=== STATED GOAL ===
Pull out every line of the records that contains the word "hand" and copy each one. Case counts.

____ MATERIAL PROVIDED

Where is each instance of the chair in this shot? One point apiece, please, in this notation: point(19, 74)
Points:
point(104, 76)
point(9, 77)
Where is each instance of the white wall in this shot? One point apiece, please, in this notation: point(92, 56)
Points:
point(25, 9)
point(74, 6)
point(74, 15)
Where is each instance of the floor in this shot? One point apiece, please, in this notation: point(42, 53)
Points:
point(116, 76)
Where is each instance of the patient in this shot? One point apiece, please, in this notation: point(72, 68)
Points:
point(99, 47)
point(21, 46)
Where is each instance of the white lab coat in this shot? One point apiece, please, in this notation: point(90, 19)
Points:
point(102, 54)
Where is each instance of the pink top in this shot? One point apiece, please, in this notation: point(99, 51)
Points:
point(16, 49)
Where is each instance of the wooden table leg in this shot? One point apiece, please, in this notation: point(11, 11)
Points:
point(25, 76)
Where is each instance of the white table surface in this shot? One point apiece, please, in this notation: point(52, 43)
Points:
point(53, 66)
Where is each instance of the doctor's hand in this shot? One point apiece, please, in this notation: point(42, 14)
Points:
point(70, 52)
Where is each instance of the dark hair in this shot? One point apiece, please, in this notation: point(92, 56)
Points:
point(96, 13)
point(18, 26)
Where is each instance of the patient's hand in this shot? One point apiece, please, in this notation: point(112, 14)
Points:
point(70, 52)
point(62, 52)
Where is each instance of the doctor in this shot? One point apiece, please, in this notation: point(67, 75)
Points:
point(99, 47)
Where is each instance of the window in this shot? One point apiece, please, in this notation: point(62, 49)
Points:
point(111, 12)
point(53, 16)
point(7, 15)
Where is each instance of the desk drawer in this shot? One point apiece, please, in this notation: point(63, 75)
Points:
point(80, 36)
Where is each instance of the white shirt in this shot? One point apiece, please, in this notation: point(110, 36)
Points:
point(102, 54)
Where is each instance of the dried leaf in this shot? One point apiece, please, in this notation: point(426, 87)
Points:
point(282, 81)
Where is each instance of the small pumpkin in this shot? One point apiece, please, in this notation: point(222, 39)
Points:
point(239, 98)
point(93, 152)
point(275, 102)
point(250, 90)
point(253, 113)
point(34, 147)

________
____ MATERIAL PROVIDED

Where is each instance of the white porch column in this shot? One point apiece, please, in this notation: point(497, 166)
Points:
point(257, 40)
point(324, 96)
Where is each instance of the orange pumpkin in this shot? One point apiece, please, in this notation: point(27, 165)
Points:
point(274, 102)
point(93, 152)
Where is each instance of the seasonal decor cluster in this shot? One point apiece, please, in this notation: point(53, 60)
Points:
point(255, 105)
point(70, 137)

________

=== SOLVED EXERCISE ===
Where is each instance of the doctor's hand in this shot? One point apiece, please, in this notation: point(42, 14)
Where is each instance of the patient's hand in this shot? One point apiece, please, in this notation: point(112, 14)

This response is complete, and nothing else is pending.